[Entries taken from a collection]
......

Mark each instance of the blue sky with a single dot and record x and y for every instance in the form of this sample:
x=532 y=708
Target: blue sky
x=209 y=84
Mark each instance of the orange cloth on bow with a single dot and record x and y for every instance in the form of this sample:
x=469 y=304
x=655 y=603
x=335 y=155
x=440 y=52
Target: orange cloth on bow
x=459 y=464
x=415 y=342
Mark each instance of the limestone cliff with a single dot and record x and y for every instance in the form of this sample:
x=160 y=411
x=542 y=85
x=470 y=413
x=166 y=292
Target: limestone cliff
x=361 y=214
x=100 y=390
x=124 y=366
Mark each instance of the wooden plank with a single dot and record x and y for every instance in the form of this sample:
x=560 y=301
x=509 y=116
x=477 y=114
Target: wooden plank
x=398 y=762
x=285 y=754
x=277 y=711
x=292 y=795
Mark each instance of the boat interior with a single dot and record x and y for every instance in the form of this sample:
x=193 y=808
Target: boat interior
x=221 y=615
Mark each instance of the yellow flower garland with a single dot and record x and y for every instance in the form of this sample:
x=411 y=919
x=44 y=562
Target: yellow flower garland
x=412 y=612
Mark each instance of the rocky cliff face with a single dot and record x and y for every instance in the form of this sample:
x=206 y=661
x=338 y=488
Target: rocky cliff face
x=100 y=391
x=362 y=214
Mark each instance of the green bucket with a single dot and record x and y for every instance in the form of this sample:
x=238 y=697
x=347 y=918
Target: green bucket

......

- **WHAT IS BEING ASKED**
Return all of the above records exactly, leaving no line out.

- **EXERCISE RESULT**
Mark each instance of the blue sky with a single dot and record x and y for every instance in the form of this sample:
x=532 y=708
Target: blue sky
x=209 y=84
Mark each instance of the orange cloth on bow with a single dot and record x and y for every instance in the form of this sample:
x=469 y=304
x=655 y=603
x=335 y=155
x=440 y=52
Target: orange cloth on bow
x=459 y=464
x=415 y=342
Mark each instance of the limestone cliff with a single dot and record x and y for every instance in the form of this sample:
x=160 y=411
x=542 y=85
x=470 y=413
x=166 y=292
Target: limestone cliff
x=361 y=214
x=100 y=390
x=124 y=366
Mark each instance of the wooden plank with a single dot and record x and y for every instance in the form of this sample:
x=560 y=301
x=509 y=116
x=477 y=114
Target: wooden plank
x=398 y=762
x=285 y=754
x=277 y=711
x=292 y=795
Mark each instance of the boat interior with a single dot and record x and y for every instance in the form of this sample:
x=193 y=808
Target: boat interior
x=221 y=615
Mark each instance of the yellow flower garland with a single dot and record x and y for every instance in the form of this sample:
x=411 y=919
x=44 y=562
Target: yellow flower garland
x=412 y=612
Mark each instance of the rocky cliff face with a single dot and record x and y for every instance in the form of this sample:
x=206 y=661
x=338 y=488
Target: rocky cliff face
x=100 y=391
x=362 y=214
Mark each instance of the green bucket with a single dot and record x and y for every instance in the form of this sample:
x=238 y=697
x=347 y=918
Target: green bucket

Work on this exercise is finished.